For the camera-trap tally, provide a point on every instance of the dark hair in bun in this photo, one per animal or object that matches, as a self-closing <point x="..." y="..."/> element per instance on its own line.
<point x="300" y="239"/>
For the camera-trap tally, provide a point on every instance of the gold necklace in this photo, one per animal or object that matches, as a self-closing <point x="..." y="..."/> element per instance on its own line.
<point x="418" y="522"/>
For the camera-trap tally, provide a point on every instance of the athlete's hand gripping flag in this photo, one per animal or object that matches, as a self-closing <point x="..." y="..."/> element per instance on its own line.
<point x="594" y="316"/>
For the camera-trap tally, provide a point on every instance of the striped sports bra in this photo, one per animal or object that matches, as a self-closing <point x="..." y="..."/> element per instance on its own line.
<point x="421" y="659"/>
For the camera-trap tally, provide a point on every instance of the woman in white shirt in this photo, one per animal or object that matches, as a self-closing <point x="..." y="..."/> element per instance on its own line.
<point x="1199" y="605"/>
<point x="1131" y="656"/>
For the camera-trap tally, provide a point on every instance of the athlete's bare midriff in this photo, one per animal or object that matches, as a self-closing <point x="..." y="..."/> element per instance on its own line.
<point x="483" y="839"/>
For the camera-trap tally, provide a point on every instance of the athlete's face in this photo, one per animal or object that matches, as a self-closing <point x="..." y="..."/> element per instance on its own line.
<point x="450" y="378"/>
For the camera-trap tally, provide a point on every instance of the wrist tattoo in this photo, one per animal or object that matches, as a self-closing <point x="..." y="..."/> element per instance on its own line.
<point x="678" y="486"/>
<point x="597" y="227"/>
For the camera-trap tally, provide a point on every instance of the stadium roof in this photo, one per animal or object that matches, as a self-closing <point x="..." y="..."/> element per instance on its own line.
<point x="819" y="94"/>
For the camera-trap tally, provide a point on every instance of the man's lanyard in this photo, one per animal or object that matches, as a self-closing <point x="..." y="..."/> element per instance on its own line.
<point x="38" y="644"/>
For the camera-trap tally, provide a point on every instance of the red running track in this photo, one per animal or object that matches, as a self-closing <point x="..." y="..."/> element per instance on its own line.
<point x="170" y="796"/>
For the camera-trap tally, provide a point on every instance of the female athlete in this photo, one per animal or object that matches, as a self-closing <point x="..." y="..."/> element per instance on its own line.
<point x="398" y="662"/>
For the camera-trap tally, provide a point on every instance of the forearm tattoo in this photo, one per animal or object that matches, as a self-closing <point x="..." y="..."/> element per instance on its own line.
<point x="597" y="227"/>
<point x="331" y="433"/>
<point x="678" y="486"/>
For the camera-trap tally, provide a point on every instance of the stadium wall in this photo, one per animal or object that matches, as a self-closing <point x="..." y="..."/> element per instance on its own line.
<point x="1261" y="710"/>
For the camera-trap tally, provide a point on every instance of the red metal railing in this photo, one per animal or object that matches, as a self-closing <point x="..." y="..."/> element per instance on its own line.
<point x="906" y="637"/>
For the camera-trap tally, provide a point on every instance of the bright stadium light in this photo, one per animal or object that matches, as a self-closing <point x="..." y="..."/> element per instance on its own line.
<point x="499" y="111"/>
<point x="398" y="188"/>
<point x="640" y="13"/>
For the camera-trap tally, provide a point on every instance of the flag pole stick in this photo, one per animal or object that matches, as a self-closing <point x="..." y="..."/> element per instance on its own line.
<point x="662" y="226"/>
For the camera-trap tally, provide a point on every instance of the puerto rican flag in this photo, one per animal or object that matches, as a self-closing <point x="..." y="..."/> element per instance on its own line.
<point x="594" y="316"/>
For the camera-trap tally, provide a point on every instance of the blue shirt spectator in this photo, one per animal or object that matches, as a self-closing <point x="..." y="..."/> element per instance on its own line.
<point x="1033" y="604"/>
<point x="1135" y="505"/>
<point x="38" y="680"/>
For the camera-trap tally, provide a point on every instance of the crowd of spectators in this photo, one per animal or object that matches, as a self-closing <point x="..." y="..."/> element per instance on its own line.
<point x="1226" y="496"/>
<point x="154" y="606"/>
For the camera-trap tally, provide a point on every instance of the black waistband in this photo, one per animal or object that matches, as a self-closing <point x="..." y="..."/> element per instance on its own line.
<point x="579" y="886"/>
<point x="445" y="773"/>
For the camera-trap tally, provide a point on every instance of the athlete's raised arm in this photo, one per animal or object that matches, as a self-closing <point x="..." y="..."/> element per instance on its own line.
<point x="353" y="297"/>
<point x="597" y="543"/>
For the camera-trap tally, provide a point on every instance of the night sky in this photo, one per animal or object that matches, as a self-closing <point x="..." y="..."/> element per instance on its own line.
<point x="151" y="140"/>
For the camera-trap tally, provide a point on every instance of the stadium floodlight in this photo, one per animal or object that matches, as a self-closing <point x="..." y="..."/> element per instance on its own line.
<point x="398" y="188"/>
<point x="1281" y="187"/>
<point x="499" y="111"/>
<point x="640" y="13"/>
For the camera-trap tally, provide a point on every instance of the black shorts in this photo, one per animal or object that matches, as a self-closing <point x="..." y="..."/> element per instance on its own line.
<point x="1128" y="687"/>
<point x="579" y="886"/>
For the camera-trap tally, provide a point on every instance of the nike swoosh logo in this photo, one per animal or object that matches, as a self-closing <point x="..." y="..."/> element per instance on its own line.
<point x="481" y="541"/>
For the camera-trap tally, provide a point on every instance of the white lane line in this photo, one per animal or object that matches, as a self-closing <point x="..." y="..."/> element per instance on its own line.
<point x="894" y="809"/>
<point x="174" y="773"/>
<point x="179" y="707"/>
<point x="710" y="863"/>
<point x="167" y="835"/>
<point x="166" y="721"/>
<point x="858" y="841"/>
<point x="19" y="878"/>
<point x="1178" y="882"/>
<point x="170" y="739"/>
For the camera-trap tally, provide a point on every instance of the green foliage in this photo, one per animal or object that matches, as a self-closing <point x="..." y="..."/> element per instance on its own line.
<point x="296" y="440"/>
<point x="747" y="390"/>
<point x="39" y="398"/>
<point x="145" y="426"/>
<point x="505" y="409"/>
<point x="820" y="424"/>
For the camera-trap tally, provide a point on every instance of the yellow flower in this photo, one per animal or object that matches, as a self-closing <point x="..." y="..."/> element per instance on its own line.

*****

• CHALLENGE: Quote every entry exactly.

• REPLY:
For the camera-trap tally, provide a point on every instance of the dark hair in bun in this photo, one per animal or object that matches, as a self-closing <point x="..." y="..."/> element per instance on its own line.
<point x="300" y="239"/>
For the camera-trap tally, provide a point on every instance of the gold necklace in this photo, one per animal or object that matches, as a self-closing <point x="..." y="..."/> element per instance on its own line.
<point x="418" y="522"/>
For the camera-trap tally, provide a point on every instance of the athlete's hand gripping flag in this photo, one per animal or object that matches, as a self-closing <point x="..." y="..."/> element per instance on its own line.
<point x="594" y="316"/>
For the camera-trap tally, provide a point on every instance of the striped sports bra in this photo, one per animal or object that matches, as a self-closing <point x="..." y="..."/> element per instance on its own line.
<point x="421" y="659"/>
For the camera-trap tally, provide a point on every instance of the woman in white shirt in this photo, one per animal or object that matches, as a self-closing <point x="..." y="..."/> element per instance on its own line.
<point x="1199" y="605"/>
<point x="1131" y="656"/>
For the camera-trap tally, provide a point on every instance of the athlete's bare midriff in this photo, one per animal or object that matches, as a self-closing <point x="..." y="..."/> element per instance on its own line.
<point x="483" y="839"/>
For the camera-trap tally, provide a point on every instance of the athlete's face in this photo, one per animal or object that matches, as a self-closing <point x="..." y="..."/> element per instance on its own line.
<point x="450" y="378"/>
For the camera-trap tally, provide a point on every instance of the wrist tattoo in this photo, one per animal or object that matches, as a self-closing <point x="..." y="..."/> element per instance on its own line.
<point x="678" y="486"/>
<point x="597" y="227"/>
For the camera-trap tally, provide a point on every instance of the stadium roof in this photo, one per animal or object that matches, as a self-closing <point x="..." y="..."/> element per instance on its own line.
<point x="819" y="94"/>
For the camera-trap tally, provide a point on every instance of the man's lanyard in this photo, one per animal or object that matches, as a self-closing <point x="..." y="..."/> element per instance on its own line.
<point x="38" y="644"/>
For the camera-trap tally, provide a point on every instance of the red running track in this photo, one per animal or object that matches, as a self-closing <point x="..." y="..."/> element per instance on its own line.
<point x="170" y="796"/>
For the camera-trap tally, provide a point on every instance of the female athlete in this photo, one per animal or object that matches, as a self-closing <point x="..." y="..."/> element per instance on its own line.
<point x="398" y="662"/>
For the camera-trap tally, provide a point on every instance of the forearm tattoo in this photo, one per animal or object that matches, as a self-closing <point x="..." y="..."/> element per instance on its own line.
<point x="597" y="227"/>
<point x="331" y="433"/>
<point x="678" y="486"/>
For the camera-trap tally, provide a point on every instance of the stadium wall in this photo, one per animal or object that matches, as a self-closing <point x="..." y="..."/> element per instance on its own line.
<point x="1261" y="710"/>
For the camera-trap tally, provide a point on every instance of the red metal railing in this photo, one per animal or object that matches, as a self-closing <point x="..." y="..."/> element per instance on its own line.
<point x="906" y="637"/>
For the camera-trap tally, provide a point on every instance of the bright stadium light in this photo, one per animal or object that matches, as a self-closing <point x="..." y="..."/> element per instance on its own line.
<point x="499" y="111"/>
<point x="398" y="188"/>
<point x="640" y="13"/>
For the camera-trap tally, provide a point on every instance of the flag pole stick in this photo, one per animal or object that matches, as a self-closing <point x="..." y="..."/> element per instance on its own line.
<point x="662" y="226"/>
For the camera-trap tally, provide a point on every instance of the puerto rican flag in this photo, one per animal or object that matches, as a self-closing <point x="..." y="..."/> element per instance on its own line.
<point x="594" y="316"/>
For the camera-trap tally, provide a point on every instance of the blue shirt spectator in this photo, one per animal or object that matches, as a self-closing <point x="..." y="..."/> element per instance on its own line.
<point x="1033" y="604"/>
<point x="1135" y="505"/>
<point x="38" y="680"/>
For the camera-trap tally, provide a point on every instance of the crowd of spectators in this photo, one per animal or object that matches, as a self-closing <point x="..." y="..."/> element per instance on its own line.
<point x="1226" y="496"/>
<point x="154" y="606"/>
For the camera-trap tally, provide a point on every instance of the black waistband in this photo, one per animal or object that matches, as a self-closing <point x="..." y="..."/> element per instance on its own line.
<point x="579" y="886"/>
<point x="445" y="773"/>
For the camera-trap tally, provide a point on every instance of the athlete's raised arm in this photo, one per animal or object that matches, as a self-closing <point x="..." y="..."/> element per instance on its own line.
<point x="353" y="297"/>
<point x="597" y="543"/>
For the camera-trap tally, provide a point on every instance of the night sky in this photo, one per animal or object that matches, as a self-closing <point x="..." y="..."/> element per instance on its own line.
<point x="151" y="140"/>
For the camera-trap tally, provide a point on every instance of the stadium floodlight in this photo, one per animal or object that matches, as a self-closing <point x="..." y="..."/> element per instance on its own line.
<point x="398" y="188"/>
<point x="1281" y="187"/>
<point x="499" y="111"/>
<point x="640" y="13"/>
For the camera-trap tally, provide a point on every instance of the black shorts in this photo, one per animal or object that matches, as a self-closing <point x="..." y="..."/> element per instance on its own line.
<point x="1128" y="687"/>
<point x="579" y="886"/>
For the camera-trap tally, provide a point on every instance of the nike swoosh logo in this photo, one per animal or object that matches, as a self-closing <point x="..." y="..."/> element per instance on its own line.
<point x="481" y="541"/>
For the camera-trap tally, provide a point on every instance of the white lane line in this photo, one per animal or object that matches, as a self-closing <point x="..." y="..."/> element per instance on its own line.
<point x="894" y="809"/>
<point x="174" y="773"/>
<point x="179" y="707"/>
<point x="710" y="863"/>
<point x="167" y="835"/>
<point x="166" y="721"/>
<point x="858" y="841"/>
<point x="19" y="878"/>
<point x="1178" y="882"/>
<point x="170" y="739"/>
For the camera-trap tally, provide a point on every instance of the green foliage in this photo, one per animal or object that matches, as a self-closing <point x="..." y="..."/> element per instance on its own line.
<point x="296" y="440"/>
<point x="747" y="390"/>
<point x="39" y="398"/>
<point x="145" y="426"/>
<point x="505" y="409"/>
<point x="820" y="424"/>
For the camera-trap tally, provide a point on every instance of the yellow flower in this photo, one per animal or object that matches, as a self-closing <point x="..." y="..."/> element per instance on its own line.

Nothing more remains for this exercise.